- What is being asked
The data below holds a line containing "If you could annotate the shrub" and a line containing "If you could annotate the license"; please quote exactly those two lines and every line between them, and nothing else.

- Task data
▶

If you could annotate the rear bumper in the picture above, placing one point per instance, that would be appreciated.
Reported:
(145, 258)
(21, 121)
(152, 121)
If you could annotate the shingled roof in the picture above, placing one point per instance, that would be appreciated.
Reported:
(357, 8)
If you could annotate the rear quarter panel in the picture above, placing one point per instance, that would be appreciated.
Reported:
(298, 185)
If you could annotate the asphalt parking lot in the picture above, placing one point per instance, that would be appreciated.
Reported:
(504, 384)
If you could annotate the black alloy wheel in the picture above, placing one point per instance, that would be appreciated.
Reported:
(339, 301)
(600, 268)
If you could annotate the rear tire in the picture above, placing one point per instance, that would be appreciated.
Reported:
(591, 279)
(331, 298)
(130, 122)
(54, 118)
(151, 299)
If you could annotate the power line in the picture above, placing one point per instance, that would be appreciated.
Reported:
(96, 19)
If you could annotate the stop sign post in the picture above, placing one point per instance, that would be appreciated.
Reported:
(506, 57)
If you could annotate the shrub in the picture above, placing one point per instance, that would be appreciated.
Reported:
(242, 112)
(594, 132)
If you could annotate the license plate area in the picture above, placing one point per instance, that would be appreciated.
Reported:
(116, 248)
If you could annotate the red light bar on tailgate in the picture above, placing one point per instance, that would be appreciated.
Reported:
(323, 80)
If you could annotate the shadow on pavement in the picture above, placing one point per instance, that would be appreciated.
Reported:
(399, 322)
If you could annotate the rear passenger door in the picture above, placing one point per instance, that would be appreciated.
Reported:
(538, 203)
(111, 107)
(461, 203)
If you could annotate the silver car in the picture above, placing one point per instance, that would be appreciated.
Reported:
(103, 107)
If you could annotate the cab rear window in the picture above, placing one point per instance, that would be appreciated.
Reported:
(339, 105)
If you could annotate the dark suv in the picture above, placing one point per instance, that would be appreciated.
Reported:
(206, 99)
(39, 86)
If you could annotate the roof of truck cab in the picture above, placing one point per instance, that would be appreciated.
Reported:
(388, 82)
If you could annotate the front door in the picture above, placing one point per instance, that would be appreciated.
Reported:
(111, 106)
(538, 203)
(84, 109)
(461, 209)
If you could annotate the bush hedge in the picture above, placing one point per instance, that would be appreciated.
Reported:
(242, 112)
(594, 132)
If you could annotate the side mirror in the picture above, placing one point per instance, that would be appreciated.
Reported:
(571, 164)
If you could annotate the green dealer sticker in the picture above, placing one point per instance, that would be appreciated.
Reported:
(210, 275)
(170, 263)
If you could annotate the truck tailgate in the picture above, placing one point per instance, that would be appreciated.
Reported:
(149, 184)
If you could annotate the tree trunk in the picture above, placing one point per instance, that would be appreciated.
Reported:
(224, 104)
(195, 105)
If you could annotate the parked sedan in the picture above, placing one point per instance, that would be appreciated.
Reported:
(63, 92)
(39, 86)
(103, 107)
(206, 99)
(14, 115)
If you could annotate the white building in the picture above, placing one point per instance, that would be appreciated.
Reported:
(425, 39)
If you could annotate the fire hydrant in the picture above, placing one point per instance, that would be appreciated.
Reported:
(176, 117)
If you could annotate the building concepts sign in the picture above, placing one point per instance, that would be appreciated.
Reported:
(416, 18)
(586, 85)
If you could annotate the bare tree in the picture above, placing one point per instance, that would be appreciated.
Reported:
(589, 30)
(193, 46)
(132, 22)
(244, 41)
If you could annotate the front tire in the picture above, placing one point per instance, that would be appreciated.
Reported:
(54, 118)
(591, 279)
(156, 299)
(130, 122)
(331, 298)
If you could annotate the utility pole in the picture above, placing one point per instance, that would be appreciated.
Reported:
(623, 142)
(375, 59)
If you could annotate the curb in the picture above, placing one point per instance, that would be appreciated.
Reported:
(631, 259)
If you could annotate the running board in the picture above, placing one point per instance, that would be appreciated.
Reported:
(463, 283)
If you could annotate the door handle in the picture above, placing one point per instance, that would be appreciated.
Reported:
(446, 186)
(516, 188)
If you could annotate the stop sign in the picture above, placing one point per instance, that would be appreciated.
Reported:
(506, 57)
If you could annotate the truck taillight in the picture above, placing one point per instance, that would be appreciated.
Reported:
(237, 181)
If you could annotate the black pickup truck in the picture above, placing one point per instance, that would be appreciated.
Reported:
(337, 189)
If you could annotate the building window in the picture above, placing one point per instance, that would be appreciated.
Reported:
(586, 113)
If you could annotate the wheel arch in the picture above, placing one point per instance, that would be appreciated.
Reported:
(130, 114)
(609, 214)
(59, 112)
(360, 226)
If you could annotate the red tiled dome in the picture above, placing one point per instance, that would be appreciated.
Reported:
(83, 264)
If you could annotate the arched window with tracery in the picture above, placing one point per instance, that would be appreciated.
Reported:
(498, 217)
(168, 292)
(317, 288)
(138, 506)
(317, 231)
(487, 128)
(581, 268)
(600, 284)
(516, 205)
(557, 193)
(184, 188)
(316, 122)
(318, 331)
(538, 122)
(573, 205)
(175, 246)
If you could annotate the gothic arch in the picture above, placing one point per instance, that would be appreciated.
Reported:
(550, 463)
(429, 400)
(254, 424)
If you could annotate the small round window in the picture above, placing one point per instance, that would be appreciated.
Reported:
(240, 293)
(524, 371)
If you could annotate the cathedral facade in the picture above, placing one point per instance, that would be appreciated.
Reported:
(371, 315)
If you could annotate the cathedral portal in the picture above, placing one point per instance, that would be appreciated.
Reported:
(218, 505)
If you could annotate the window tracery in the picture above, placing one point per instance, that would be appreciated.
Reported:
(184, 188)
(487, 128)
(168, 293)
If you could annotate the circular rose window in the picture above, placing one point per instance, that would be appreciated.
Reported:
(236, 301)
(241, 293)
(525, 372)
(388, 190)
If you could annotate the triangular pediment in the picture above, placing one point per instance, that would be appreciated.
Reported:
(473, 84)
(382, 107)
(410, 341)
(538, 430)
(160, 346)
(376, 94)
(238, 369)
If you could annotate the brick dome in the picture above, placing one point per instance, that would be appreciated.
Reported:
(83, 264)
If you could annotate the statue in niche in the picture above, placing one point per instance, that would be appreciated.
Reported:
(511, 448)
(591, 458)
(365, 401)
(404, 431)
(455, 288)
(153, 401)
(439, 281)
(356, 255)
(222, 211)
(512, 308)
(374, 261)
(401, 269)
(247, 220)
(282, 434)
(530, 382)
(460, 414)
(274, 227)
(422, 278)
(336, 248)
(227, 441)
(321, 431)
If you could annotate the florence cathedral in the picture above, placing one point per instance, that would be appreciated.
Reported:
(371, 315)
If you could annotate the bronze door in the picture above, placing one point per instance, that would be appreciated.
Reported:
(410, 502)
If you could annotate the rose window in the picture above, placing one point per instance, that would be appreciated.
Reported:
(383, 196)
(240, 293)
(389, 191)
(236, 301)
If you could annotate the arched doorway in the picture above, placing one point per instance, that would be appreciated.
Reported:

◀

- Solution to this task
If you could annotate the shrub in the picture above, placing one point per instance, that would be appreciated.
Reported:
(242, 112)
(594, 132)
If you could annotate the license plate area in the picture above, placing one point per instance, that would be appreciated.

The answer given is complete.